(RECORDS SHOWN begins)

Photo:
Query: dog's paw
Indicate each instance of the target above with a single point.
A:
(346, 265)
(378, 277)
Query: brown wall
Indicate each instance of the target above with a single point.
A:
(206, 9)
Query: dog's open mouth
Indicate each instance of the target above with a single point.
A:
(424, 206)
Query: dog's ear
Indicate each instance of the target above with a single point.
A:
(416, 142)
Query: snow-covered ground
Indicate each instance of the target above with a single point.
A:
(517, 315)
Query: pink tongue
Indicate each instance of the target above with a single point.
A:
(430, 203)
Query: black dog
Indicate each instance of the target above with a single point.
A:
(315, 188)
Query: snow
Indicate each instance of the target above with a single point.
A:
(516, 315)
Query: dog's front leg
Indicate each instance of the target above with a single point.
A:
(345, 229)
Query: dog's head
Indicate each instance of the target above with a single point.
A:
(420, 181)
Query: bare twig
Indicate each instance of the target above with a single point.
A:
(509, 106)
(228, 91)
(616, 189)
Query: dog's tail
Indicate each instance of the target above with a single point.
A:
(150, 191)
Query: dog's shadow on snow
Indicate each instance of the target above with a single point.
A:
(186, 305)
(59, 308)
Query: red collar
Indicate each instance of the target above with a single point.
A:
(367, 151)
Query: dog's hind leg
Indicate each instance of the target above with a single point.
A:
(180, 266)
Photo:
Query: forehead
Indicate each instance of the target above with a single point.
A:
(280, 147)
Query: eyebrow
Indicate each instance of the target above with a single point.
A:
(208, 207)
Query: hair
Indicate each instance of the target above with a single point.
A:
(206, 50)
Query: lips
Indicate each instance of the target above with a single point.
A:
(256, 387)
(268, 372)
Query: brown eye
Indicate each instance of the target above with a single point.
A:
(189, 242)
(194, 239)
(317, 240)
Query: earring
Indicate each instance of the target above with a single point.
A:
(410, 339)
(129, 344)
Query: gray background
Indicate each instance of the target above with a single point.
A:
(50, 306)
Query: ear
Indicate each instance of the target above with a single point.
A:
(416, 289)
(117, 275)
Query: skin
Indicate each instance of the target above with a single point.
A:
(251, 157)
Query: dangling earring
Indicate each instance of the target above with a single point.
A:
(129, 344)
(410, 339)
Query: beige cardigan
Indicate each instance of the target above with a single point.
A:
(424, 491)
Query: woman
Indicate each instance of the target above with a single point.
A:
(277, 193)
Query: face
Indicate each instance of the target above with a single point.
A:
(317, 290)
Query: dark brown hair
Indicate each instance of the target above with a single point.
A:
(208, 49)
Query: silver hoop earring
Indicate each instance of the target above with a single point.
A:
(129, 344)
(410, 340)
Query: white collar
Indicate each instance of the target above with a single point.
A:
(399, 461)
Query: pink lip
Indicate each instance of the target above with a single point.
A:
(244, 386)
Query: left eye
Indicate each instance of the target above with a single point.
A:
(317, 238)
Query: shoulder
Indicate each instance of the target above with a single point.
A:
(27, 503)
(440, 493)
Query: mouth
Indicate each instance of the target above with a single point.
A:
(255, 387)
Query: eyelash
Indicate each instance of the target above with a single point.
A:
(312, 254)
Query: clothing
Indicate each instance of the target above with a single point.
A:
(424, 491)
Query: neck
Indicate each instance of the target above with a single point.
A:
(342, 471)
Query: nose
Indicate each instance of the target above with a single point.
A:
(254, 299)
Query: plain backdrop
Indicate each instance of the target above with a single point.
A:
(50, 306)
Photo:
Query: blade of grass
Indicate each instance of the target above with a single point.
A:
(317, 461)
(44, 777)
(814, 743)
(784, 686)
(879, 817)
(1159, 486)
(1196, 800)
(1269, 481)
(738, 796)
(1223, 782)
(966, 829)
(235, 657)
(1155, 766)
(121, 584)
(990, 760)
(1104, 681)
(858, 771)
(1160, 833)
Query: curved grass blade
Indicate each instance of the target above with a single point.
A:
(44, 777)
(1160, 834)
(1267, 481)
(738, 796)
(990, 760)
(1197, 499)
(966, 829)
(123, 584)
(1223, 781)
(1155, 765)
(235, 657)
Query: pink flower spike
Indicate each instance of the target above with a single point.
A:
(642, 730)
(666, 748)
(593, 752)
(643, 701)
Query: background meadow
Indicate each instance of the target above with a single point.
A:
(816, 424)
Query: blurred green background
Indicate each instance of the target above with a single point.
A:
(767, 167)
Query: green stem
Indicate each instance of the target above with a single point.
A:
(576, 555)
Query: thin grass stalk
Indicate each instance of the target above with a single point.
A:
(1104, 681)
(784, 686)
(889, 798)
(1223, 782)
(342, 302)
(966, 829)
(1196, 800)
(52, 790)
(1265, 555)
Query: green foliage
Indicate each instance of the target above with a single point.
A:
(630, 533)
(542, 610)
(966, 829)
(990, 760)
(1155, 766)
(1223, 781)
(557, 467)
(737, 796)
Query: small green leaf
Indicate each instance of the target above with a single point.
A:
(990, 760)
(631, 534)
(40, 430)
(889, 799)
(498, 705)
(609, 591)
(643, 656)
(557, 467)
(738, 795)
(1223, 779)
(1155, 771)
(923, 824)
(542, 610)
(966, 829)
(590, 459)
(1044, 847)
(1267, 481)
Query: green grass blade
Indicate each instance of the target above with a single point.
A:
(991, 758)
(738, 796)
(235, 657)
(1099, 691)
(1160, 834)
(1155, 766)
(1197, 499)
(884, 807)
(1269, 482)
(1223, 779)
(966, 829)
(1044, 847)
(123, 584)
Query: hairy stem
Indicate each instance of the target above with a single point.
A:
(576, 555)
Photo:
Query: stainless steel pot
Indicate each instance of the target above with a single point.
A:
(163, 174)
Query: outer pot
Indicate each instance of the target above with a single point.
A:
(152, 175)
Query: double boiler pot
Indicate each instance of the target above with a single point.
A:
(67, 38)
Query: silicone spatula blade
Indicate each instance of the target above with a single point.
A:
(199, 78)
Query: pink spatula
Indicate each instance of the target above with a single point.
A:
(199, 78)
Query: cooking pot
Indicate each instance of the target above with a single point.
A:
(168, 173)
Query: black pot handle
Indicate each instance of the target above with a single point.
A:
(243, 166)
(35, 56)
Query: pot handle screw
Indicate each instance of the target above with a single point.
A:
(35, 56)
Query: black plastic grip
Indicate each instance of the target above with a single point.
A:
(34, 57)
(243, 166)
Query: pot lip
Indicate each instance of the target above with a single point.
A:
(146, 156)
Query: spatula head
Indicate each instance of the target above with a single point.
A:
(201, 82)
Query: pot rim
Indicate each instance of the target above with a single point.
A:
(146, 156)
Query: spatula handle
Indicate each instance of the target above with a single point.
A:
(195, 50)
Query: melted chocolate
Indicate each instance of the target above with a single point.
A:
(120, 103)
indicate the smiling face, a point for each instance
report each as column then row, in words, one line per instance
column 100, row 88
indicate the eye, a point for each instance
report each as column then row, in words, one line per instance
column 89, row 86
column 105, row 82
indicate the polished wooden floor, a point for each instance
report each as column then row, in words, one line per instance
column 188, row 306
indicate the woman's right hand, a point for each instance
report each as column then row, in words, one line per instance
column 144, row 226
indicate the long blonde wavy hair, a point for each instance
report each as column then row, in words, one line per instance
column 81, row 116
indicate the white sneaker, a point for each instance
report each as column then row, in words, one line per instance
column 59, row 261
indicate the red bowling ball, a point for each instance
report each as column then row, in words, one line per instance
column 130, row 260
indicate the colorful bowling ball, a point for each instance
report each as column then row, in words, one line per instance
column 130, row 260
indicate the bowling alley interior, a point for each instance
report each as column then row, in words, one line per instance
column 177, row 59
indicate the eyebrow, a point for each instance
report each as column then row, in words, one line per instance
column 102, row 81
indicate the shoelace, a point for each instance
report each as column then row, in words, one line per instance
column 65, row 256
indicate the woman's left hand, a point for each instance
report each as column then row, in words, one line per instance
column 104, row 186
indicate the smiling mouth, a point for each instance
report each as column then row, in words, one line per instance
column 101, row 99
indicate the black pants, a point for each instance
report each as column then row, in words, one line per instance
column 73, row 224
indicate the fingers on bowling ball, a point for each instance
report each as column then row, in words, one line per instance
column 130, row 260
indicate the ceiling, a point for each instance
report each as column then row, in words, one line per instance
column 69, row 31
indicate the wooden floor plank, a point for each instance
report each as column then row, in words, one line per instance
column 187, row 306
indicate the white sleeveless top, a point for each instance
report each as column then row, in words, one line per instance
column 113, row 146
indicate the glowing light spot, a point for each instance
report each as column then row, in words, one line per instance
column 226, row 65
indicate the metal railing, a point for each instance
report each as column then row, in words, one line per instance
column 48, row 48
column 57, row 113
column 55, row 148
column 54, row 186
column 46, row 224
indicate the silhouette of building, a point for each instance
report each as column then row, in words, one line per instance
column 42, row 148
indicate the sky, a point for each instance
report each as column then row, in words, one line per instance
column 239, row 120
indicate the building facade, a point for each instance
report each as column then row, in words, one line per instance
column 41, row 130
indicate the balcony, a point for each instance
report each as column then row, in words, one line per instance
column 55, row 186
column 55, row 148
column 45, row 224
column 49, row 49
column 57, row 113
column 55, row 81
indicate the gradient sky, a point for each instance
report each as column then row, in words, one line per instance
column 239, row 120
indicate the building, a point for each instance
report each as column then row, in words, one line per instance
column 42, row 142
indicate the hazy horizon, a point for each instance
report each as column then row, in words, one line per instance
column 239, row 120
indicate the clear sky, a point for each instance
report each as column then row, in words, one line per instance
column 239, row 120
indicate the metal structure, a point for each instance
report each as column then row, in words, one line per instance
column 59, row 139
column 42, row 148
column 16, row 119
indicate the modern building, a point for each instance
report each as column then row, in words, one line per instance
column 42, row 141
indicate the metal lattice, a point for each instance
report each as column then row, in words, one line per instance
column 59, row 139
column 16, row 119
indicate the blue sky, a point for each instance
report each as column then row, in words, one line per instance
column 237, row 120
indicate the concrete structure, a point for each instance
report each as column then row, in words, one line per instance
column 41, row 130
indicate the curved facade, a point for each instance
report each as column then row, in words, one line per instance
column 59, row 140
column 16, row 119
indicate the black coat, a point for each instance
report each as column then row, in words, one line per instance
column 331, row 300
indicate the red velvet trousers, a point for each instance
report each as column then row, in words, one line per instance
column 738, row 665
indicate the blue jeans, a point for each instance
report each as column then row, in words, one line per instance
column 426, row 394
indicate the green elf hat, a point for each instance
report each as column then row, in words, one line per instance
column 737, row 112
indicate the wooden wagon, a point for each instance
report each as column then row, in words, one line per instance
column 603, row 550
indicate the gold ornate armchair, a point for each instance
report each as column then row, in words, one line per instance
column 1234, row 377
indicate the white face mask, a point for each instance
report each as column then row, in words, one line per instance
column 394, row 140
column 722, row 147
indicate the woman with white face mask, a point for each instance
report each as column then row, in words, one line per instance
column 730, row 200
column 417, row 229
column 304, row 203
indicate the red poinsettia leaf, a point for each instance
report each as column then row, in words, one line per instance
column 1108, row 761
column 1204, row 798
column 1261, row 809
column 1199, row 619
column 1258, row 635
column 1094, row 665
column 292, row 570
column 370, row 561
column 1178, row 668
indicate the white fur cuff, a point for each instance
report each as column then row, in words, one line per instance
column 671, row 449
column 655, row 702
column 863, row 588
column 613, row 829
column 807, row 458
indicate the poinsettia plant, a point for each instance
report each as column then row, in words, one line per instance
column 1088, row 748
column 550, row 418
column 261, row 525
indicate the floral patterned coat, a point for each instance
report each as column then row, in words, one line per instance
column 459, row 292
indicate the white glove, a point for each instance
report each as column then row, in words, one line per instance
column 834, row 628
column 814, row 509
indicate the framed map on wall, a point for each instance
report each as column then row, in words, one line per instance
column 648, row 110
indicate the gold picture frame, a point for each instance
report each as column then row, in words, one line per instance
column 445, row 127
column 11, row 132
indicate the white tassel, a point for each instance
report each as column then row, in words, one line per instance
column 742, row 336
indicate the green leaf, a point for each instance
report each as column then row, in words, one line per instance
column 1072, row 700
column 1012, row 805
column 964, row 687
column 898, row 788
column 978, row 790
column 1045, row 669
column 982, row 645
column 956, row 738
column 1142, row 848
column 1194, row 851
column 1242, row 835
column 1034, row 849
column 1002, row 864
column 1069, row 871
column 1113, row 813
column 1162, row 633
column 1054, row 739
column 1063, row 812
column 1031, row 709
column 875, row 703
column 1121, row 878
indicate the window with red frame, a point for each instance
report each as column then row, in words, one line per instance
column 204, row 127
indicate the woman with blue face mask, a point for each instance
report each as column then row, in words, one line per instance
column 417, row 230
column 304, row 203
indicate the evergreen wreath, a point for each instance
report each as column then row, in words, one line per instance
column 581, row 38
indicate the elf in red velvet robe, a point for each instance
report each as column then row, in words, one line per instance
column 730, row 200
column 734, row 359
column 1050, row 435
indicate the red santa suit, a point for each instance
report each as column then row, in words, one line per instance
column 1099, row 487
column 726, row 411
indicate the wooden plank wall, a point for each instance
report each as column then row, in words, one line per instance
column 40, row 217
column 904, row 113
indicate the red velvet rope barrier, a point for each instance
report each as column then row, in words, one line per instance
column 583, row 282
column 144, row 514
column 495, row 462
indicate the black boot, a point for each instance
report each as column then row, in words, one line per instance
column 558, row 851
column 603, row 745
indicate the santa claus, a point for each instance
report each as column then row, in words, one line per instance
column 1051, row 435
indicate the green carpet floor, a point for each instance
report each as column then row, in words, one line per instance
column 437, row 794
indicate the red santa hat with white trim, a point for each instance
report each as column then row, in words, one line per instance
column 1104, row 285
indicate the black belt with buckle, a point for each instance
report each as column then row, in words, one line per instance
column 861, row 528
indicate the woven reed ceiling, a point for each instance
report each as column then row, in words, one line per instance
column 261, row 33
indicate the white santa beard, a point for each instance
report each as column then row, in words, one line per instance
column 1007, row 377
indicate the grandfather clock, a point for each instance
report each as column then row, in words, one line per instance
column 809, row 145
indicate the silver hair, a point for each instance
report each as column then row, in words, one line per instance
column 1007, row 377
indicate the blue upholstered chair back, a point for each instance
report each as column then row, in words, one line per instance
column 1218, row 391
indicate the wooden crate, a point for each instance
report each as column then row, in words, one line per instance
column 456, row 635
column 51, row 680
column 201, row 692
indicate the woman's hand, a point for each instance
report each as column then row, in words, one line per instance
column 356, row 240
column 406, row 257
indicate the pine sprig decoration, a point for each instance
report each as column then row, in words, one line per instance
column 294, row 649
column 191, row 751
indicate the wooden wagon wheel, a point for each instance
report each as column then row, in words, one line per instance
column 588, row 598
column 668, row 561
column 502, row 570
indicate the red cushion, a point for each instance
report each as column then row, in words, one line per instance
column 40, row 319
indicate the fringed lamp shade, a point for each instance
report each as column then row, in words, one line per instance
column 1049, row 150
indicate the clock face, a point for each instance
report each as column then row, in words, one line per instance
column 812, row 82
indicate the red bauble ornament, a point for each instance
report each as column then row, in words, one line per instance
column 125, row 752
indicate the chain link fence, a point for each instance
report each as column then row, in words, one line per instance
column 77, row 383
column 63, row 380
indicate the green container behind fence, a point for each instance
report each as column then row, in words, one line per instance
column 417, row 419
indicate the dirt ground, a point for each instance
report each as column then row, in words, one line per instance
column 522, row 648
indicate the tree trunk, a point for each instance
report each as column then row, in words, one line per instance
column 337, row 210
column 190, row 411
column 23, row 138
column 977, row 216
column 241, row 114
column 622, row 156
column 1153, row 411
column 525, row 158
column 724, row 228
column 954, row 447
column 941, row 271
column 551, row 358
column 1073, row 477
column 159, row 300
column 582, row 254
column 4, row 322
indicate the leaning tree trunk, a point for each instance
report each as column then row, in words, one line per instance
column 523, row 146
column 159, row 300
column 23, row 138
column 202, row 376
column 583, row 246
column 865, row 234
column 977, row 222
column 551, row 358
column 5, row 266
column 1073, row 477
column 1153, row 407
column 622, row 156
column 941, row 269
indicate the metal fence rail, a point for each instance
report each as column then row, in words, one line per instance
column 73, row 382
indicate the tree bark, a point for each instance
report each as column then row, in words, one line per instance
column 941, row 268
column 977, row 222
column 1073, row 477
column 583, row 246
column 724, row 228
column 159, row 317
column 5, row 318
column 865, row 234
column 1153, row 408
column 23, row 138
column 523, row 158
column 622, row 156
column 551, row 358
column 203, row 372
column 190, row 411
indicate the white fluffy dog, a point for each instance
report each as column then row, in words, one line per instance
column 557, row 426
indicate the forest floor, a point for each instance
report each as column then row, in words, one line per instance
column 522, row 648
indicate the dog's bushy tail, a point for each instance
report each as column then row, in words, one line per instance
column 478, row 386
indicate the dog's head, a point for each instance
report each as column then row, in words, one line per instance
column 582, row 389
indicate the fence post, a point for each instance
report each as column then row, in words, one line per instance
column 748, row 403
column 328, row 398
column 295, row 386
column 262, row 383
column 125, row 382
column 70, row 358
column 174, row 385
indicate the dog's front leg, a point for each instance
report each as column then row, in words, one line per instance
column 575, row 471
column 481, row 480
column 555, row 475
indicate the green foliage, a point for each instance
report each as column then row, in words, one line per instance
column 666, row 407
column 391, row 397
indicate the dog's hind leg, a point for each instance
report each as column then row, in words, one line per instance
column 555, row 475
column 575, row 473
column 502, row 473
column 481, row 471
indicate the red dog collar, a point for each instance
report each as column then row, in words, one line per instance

(RECORDS SHOWN ends)

The lines that contain the word "wooden" are wanted; copy each of them from the records.

indicate the polished wooden floor, a point for each instance
indicate the wooden floor plank, a point for each instance
indicate the wooden wagon, a point for each instance
indicate the wooden plank wall, a point for each instance
indicate the wooden crate, a point for each instance
indicate the wooden wagon wheel, a point for each instance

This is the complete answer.